QUOTED PASSAGE:
========================================

COMMENT ON THE 2010 ELECTIONS

Election Day 2010 has come and gone, and if you’re a Democrat, it’s been a tough week.

The Democrats lost the House and have a much reduced majority in the Senate. John Boehner is likely to be the new Speaker, and 3rd in line for the Presidency.

Mitch McConnell is still Minority Leader in the Senate, and he’s made it plain that his top priority for the next two years isn’t jobs or budget balancing or anything that will do any good for the average American. In his own words, his top priority is to make Obama a one-term president.

In my opinion, what he’s saying could reasonably be paraphrased as, America will have to wait a couple of years for us to do anything really productive (if then), because our Republican political agenda comes first. America comes second.

I’m sure [today’s guest, conservative talk show host Natalie Arcenaux] will take exception to that interpretation and we’ll likely discuss McConnell’s remarks during the show, so I won’t expand on them here.

========================================

SUPPLIED DATA:
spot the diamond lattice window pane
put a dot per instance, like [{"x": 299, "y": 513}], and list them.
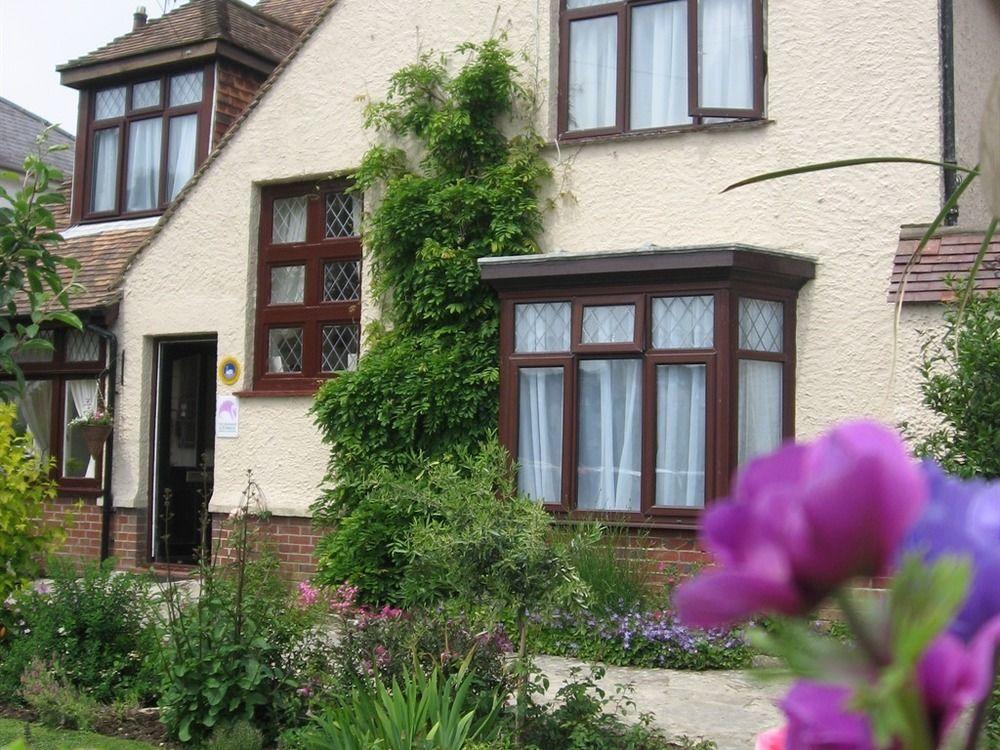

========================================

PROBLEM DETAILS:
Carry the commentary on the 2010 elections forward from the point where it stops. The material plays no part here.

RIGHT ANSWER:
In any case, after a reasonable grieving period, Democrats are going to have to start picking themselves up and looking toward to 2012.

As we go forward, we need to look at these election results and figure out what the takeaways are for next time.

The first big takeaway is that Democrats can’t win if they don’t show up to vote. According to every poll I’ve seen over the past several years, among eligible voters who express a preference, Democrats have a clear advantage over Republicans in terms of favorability and in terms of who will fight for the Average American.

Republicans, however, are more likely to actually vote. Why?

I can give you my theory. It starts with this old business truism: “90% of your complaints come from 10% of your customers.” Why? Because most customers are satisfied, indifferent or apathetic if they have a minor problem. But about 10% of your customers tend to be very vocal when they’re unhappy, and there’s a significant fraction of the population that is very hard to make happy.

I don’t have a statistic on that, just my personal experience. But I’ll tell you that in all my years in retail and customer contact, there are some folks that just refuse to be satisfied, no matter how much you try to help them with their problems.

A cartoon I once saw sums it up this way… A customer service person says to an obviously irate customer, “What if we refund your money, fire the salesperson, shoot the manager and close the store. Will that be satisfactory?”

So, how does that analogy apply here?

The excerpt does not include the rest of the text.